Identify each line in the records below that contains the string "field" with matching case, and copy those lines.

— start SOURCE RECORDS —

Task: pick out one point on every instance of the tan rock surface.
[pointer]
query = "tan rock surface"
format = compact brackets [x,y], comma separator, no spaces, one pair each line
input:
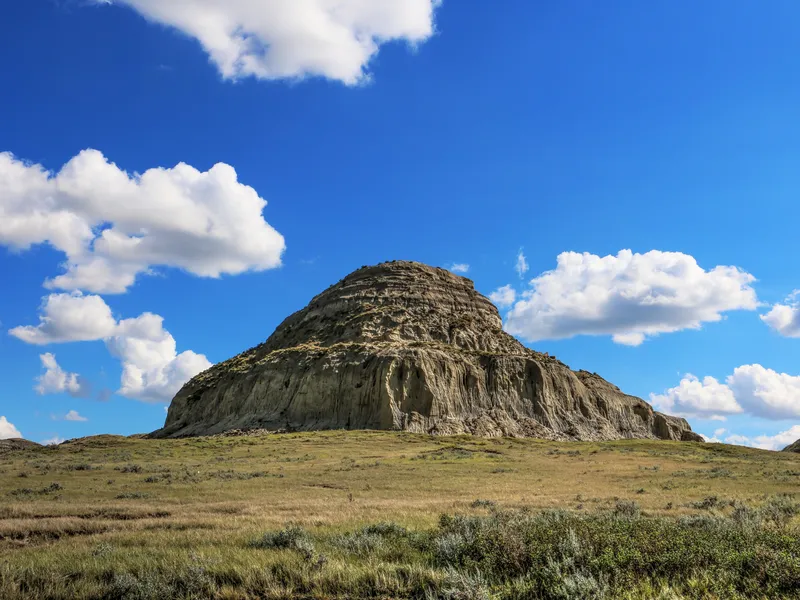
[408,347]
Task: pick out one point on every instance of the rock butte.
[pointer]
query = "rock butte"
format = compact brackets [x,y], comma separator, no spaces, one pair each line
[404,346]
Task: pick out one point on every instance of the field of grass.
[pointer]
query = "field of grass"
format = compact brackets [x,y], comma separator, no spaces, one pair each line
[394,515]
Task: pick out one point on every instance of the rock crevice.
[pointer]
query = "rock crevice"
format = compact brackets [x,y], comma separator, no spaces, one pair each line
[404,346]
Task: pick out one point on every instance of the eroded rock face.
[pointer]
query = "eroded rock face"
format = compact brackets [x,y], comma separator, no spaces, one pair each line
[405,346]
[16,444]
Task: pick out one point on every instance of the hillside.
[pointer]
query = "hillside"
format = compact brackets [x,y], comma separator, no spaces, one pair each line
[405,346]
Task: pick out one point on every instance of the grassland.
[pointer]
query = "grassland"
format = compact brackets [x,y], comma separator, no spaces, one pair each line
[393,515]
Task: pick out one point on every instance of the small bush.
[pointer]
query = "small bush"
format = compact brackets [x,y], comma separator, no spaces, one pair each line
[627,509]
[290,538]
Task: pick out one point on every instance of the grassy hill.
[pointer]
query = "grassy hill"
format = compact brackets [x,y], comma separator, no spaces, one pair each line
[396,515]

— end SOURCE RECORDS —
— start SOURCE RECORDS —

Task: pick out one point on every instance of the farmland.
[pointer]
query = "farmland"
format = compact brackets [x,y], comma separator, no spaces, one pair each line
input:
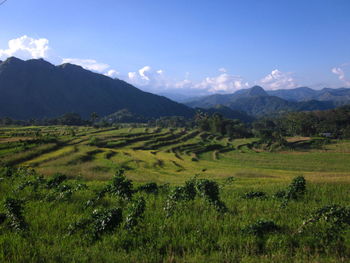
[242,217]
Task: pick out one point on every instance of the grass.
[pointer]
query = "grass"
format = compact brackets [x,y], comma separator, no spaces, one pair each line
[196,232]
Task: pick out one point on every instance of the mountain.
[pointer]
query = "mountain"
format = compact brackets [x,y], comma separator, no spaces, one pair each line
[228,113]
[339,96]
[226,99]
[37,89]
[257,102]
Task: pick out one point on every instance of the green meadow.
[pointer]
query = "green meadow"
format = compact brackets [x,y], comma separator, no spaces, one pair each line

— end SOURCE RECORDS —
— start SOURCE RECORDS —

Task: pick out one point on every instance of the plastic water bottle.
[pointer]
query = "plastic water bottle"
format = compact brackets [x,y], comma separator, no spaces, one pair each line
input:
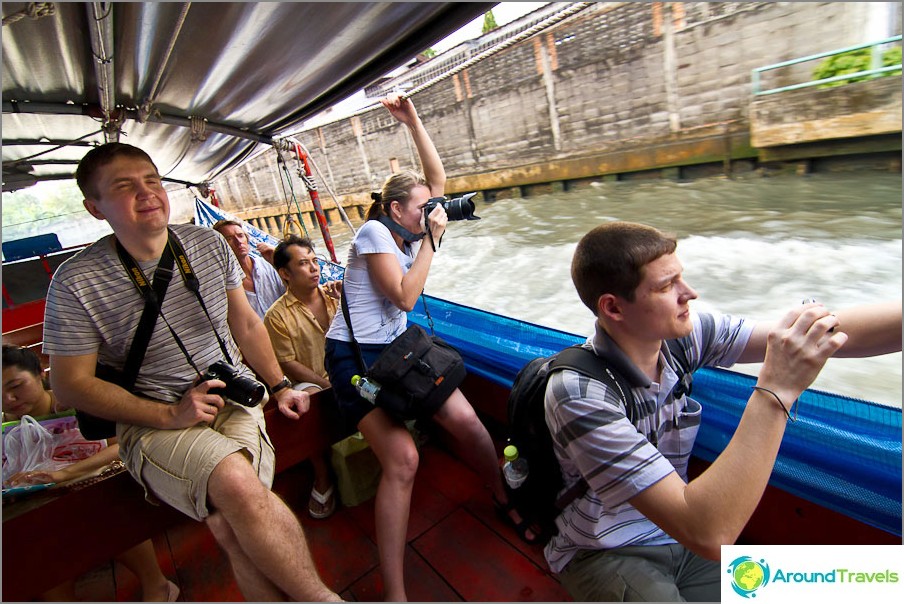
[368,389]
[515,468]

— end SOURCE RECORDS —

## THE RESULT
Task: pick out one point on every instance of the field of grass.
query = "field of grass"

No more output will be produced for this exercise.